── Input for this task ──
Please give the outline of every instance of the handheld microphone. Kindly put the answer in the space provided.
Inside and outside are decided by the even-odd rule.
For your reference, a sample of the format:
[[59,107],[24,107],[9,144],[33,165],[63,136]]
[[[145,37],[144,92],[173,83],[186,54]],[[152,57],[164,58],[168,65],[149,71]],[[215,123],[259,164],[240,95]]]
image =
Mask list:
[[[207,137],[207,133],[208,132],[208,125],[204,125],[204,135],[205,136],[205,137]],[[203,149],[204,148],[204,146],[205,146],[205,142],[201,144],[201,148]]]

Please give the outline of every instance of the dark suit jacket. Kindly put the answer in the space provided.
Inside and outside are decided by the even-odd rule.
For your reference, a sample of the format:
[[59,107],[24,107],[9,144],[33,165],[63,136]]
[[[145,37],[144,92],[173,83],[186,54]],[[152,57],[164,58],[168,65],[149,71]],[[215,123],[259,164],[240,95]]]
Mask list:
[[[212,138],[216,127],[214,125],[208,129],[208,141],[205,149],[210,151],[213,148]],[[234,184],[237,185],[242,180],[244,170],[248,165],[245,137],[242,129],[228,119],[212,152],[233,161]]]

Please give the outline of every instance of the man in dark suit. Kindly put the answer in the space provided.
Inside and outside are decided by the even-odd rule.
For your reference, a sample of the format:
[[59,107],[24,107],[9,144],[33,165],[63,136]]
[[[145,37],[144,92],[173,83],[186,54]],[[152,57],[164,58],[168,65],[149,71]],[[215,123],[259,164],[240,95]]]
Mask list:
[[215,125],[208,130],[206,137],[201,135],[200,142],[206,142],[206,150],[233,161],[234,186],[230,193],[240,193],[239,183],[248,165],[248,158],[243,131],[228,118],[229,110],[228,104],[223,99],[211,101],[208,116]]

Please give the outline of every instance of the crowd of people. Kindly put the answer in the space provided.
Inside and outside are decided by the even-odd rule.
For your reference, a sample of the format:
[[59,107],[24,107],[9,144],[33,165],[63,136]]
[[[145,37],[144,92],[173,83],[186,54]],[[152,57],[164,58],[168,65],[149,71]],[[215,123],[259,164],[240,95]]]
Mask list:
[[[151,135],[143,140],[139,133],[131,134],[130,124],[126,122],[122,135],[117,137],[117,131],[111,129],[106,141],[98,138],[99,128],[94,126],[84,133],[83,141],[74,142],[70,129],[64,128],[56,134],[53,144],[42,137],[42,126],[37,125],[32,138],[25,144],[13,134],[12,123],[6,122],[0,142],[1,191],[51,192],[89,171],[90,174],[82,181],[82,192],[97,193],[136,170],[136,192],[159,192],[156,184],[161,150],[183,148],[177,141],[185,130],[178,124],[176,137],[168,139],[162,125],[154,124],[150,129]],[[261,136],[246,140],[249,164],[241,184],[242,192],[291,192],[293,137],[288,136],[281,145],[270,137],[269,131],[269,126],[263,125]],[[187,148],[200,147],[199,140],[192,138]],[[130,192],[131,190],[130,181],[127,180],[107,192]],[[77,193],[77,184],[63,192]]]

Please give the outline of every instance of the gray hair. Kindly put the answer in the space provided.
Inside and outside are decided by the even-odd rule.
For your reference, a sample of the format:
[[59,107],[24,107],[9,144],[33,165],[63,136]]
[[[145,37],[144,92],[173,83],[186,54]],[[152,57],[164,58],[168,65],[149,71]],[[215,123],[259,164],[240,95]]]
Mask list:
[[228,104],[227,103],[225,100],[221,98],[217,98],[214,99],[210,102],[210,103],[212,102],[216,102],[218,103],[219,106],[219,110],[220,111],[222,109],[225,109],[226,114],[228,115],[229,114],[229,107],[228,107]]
───
## What needs to be done
Give the lines from the one containing "Please give the outline of every instance of the gray" through the end of the rows, both included, as a numbered list with blank lines left out.

## Task response
1. Please give the outline of every instance of the gray hair. Kindly put the answer in the space provided.
2. Inside and outside are decided by the even-odd rule.
3. For your reference, a sample of the format:
4. [[59,107],[24,107],[9,144],[33,165],[63,136]]
5. [[[145,37],[144,92],[173,83],[186,54]],[[152,57],[164,58],[168,65],[149,71]],[[215,123],[259,164],[240,95]]]
6. Mask list:
7. [[228,104],[227,103],[225,100],[221,98],[217,98],[214,99],[210,102],[210,103],[212,102],[216,102],[218,103],[219,106],[219,110],[220,111],[222,109],[225,109],[226,114],[228,115],[229,114],[229,107],[228,107]]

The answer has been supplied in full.